Reproduce the article below on LSU's NCAA penalties between "Instead, the case" and "pandemic, according to the NCAA.", inclusive, switching "pandemic" to "health crisis".

### Quoted passage
● ● ● ● ●

LSU was hit with NCAA penalties on Thursday, but they weren't related to the scandal involving former basketball coach Will Wade.
Instead, the case surrounds former football assistant coach James Cregg, who was fired in June 2021. Cregg, who served as the Tigers’ offensive line coach, met with a recruit during the NCAA-mandated dead period during he COVID-19 pandemic, according to the NCAA.
In addition to Cregg, a former assistant director of recruiting for LSU separately met with the prospect during that dead period. Both "provided the prospect with impermissible recruiting inducements," according to the NCAA.
As a result, LSU has been hit with one year of probation, a $5,000 fine and an array of recruiting penalties for the football program. Those include a limit on official visits to 55, a one-week prohibition of unofficial visits, a one-week prohibition of recruiting communications and a seven-day reduction in evaluation days.
Additionally, Cregg has been issued a three-year show-cause penalty by the NCAA.
Cregg served as LSU’s offensive line coach for three seasons, including the Tigers’ national championship season in 2019 under head coach Ed Orgeron. He is currently an assistant offensive line coach for the San Francisco 49ers.

● ● ● ● ●

### Extracted material
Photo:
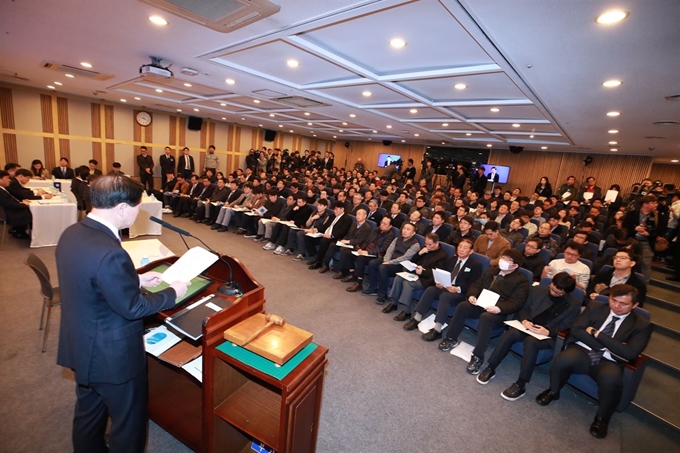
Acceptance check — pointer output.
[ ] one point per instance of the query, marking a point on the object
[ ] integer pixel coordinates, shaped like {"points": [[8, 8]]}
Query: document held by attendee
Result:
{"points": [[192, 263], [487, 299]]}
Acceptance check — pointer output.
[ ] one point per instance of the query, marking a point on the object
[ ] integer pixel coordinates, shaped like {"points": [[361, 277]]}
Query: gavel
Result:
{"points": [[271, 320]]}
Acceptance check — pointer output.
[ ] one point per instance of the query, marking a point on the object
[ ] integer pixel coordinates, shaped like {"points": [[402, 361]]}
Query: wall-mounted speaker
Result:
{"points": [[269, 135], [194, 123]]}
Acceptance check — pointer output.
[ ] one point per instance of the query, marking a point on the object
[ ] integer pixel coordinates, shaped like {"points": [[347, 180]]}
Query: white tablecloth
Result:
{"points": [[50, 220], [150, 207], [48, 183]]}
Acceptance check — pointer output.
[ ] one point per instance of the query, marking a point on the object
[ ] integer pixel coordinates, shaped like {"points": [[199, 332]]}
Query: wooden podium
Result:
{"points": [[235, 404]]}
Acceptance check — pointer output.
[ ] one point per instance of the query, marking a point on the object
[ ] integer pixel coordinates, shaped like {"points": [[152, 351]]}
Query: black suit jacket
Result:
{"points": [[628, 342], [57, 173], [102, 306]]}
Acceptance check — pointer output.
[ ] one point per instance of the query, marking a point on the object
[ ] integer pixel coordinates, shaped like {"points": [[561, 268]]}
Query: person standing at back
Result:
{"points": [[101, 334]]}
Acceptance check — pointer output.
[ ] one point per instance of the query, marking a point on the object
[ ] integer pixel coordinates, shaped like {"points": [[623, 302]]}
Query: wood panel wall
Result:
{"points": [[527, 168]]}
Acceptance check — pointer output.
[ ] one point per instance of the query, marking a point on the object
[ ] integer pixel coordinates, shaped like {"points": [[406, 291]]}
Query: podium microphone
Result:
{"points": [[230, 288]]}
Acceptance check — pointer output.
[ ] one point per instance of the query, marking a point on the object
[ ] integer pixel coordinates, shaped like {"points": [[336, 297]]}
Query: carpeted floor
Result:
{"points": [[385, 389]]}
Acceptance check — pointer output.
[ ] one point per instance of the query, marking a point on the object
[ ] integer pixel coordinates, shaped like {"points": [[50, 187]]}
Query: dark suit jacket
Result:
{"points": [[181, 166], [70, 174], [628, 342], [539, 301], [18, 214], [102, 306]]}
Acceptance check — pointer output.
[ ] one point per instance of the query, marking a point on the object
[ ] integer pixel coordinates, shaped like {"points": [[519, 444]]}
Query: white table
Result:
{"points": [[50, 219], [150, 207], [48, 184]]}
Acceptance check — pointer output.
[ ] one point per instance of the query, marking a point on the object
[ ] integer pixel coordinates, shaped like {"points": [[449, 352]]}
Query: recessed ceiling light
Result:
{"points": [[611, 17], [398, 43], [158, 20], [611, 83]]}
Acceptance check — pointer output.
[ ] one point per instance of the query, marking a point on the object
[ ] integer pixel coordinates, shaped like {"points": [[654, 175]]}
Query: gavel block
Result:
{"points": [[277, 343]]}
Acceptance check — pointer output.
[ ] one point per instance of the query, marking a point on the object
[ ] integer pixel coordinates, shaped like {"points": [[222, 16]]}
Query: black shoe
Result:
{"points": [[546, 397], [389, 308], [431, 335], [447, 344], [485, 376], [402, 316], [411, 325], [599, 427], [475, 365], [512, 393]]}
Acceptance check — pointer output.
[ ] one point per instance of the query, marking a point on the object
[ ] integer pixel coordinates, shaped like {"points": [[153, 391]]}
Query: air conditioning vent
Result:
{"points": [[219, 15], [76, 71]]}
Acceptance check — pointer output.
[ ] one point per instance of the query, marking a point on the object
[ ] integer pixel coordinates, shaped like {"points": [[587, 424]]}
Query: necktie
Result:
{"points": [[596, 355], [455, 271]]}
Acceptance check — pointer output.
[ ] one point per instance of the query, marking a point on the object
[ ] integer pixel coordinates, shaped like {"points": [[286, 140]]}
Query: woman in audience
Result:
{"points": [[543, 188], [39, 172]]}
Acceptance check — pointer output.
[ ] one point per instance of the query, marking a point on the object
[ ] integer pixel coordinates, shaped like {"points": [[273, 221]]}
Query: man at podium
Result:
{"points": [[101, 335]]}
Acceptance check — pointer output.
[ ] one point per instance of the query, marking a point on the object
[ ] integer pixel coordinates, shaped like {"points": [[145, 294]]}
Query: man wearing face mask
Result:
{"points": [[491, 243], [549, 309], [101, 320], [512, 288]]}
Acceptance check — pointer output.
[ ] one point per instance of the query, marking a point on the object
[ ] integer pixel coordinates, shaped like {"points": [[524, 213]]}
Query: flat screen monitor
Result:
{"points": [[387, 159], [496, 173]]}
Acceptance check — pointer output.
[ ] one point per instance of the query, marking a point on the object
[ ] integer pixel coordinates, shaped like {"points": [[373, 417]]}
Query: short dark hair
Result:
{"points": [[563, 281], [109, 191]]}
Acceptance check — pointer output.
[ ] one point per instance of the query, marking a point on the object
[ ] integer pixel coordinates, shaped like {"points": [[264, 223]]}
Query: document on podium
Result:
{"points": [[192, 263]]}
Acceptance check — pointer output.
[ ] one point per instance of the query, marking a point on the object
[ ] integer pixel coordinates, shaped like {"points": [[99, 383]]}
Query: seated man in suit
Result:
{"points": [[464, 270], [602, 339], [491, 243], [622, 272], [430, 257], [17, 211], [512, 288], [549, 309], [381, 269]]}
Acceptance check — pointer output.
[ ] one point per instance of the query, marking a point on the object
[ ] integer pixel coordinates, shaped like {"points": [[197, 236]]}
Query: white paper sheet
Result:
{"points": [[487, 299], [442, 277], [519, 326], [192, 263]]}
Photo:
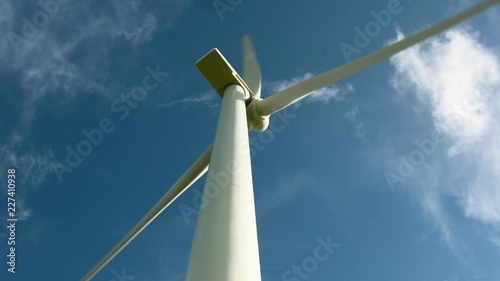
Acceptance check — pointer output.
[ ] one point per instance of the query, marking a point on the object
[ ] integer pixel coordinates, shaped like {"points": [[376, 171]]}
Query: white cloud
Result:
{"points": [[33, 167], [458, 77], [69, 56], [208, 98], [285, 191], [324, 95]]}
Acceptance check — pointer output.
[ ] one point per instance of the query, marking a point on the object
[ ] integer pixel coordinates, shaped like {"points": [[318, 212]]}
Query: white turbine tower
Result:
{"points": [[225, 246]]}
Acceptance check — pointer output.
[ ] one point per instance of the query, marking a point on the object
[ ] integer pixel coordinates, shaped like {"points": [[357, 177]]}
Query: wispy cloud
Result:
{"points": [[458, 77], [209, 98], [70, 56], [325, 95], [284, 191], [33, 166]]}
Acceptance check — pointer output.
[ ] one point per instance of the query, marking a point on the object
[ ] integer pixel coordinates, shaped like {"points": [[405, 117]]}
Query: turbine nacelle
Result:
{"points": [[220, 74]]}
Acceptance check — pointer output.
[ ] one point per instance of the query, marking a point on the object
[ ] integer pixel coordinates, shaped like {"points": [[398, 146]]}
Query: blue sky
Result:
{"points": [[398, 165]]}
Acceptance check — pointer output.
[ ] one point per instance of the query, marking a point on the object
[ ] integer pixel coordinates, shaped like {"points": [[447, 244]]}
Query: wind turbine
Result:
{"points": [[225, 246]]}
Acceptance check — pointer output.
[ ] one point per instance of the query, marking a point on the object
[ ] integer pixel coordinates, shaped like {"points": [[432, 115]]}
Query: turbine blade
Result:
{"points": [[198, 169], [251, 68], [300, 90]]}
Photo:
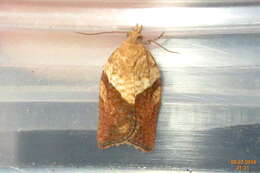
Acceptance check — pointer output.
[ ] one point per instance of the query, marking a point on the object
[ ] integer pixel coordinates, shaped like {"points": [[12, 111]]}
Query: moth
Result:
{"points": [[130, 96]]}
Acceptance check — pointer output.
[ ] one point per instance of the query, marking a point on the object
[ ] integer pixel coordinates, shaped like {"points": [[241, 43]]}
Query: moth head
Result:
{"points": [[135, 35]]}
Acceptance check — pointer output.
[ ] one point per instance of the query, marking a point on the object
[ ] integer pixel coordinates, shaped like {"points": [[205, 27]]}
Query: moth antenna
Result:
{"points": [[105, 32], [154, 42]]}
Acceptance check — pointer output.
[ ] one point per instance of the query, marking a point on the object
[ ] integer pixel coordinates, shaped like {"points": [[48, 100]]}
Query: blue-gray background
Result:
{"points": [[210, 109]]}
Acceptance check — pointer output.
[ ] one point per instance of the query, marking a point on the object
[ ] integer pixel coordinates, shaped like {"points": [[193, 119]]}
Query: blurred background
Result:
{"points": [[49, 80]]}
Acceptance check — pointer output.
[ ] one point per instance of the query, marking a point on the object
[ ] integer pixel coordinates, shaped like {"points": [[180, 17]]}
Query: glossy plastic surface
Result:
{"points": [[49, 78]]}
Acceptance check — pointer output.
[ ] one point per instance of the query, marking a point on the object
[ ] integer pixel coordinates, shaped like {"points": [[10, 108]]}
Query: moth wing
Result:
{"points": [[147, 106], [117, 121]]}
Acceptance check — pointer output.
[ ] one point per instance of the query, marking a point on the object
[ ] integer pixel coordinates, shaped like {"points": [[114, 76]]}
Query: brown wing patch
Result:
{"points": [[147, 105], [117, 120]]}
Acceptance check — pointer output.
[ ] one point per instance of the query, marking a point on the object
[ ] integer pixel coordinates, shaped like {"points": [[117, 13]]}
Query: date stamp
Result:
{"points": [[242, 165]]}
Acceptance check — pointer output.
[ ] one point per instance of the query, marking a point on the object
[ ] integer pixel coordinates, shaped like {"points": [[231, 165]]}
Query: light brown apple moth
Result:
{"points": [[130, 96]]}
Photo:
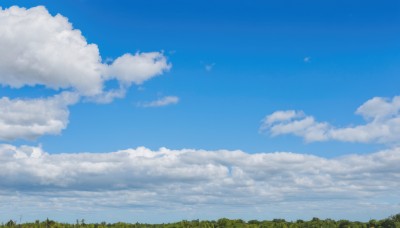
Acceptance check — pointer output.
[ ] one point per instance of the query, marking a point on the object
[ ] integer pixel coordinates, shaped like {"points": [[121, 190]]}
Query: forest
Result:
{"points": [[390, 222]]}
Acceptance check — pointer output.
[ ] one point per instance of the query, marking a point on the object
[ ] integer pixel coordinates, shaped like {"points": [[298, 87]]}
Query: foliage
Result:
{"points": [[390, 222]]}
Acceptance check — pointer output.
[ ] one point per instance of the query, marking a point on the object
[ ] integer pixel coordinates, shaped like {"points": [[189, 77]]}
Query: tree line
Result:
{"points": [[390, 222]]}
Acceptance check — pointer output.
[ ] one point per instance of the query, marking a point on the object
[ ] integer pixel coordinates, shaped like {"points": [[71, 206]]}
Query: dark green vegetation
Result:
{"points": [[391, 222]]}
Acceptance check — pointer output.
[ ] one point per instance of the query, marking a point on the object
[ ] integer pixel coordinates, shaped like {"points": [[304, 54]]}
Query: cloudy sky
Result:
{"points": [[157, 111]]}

● ● ● ● ●

### Completed exercise
Instead, the case surrounds former football assistant coach James Cregg, who was fired in June 2021. Cregg, who served as the Tigers’ offensive line coach, met with a recruit during the NCAA-mandated dead period during he COVID-19 health crisis, according to the NCAA.